**** Document ****

# How do you clean your smoker?



## Jeekinz (Jul 12, 2007)

I had quite a build up of junk in my smoker, so I made a huge fire in it to burn everything off.

I ticked off the neighbors but my smoker is nice and clean now.


----------



## Paymaster (Jul 12, 2007)

Jeekinz said:
			
		

> I had quite a build up of junk in my smoker, so I made a huge fire in it to burn everything off.
> 
> I ticked off the neighbors but my smoker is nice and clean now.


 
I do the same.


----------



## MJK (Jul 12, 2007)

that's how I do it too.


----------



## keltin (Jul 12, 2007)

I have a porcelain coated water smoker (stands vertically upright). All meat drippings fall into the removable porcelain coated water pan so I just dump it and hit with a water hose for clean up. The coal box in the bottom is removable, and by design, nothing ever gets into it except the coals and wood, so it just gets dumped (no washing). 

The only thing I’ve ever need to clean is the interior walls which I do once every year when the season starts. After years of service it’s got a nice thick patina built up on it, but that coating does flake now and again, so I hit with the hose and a light rubbing with a cloth and she’s good to go.

**** Provided information ****

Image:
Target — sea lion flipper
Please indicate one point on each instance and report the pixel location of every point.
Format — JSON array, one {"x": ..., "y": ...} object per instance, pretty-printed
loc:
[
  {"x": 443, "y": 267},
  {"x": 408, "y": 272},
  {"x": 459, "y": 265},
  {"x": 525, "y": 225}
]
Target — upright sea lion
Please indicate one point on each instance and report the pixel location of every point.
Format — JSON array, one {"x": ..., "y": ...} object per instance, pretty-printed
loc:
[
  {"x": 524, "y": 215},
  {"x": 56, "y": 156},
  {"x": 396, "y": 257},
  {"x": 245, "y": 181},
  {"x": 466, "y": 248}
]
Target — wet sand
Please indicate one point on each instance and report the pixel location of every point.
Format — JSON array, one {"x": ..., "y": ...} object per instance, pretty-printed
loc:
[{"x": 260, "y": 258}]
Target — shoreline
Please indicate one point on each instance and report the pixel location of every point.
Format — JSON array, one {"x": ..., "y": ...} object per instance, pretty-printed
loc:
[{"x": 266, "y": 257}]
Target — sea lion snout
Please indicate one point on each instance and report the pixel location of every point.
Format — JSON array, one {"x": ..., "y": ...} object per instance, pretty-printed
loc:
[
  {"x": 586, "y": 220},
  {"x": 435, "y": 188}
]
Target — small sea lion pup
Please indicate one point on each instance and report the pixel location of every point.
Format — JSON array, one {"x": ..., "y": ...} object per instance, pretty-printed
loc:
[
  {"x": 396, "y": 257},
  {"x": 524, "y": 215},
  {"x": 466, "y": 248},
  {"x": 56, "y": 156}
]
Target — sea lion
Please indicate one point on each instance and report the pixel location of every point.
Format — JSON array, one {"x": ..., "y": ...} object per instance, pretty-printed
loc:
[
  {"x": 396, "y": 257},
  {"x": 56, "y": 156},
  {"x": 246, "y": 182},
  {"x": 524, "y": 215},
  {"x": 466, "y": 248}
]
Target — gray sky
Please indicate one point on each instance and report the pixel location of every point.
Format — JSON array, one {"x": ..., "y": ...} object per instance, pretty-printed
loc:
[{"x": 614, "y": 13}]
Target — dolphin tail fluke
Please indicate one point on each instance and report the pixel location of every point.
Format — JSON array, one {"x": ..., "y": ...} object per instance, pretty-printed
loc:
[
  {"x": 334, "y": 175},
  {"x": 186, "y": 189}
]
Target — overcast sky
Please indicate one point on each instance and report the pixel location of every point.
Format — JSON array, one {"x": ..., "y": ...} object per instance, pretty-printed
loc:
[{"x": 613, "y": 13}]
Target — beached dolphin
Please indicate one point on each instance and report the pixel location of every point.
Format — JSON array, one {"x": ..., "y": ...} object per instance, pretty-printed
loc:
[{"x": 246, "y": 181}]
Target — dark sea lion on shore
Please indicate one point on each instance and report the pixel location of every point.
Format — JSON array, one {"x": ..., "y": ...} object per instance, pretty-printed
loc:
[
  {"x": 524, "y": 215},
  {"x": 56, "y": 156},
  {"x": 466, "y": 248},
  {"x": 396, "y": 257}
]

****

■ Problems to solve
1) In the smoker-cleaning thread, how often does keltin clean the interior walls of the smoker?
2) Please list every username that posts in the smoker-cleaning thread.
3) Extend the smoker-cleaning thread past its final post.

■ Response list
1) Once every year, when the season starts.

2) Jeekinz, Paymaster, MJK, keltin

3)
----------



## candelbc (Jul 12, 2007)

I do the same thing myself.. Takes care of most everything..


----------



## QSis (Jul 12, 2007)

You're supposed to CLEAN these things???

Lee


----------



## AllenOK (Jul 12, 2007)

I use disposable aluminum pans in my cooking chamber to catch the grease.  Depending on how much food I smoke, I don't always get it all.  I try to alternate grilling and smoking, so I can "burn off" the extra grease.

Otherwise, I dump the ashes from the fire tray every time I smoke, as well as dump ashes from the cooking chamber when I grill.

I'll probably use a scraper to remove most of the gunk when I put it away for the season.

I still need to get a stripper wheel for my drill, sand off the rust and some of the paint from my SFB, then repaint with heat-resistant paint.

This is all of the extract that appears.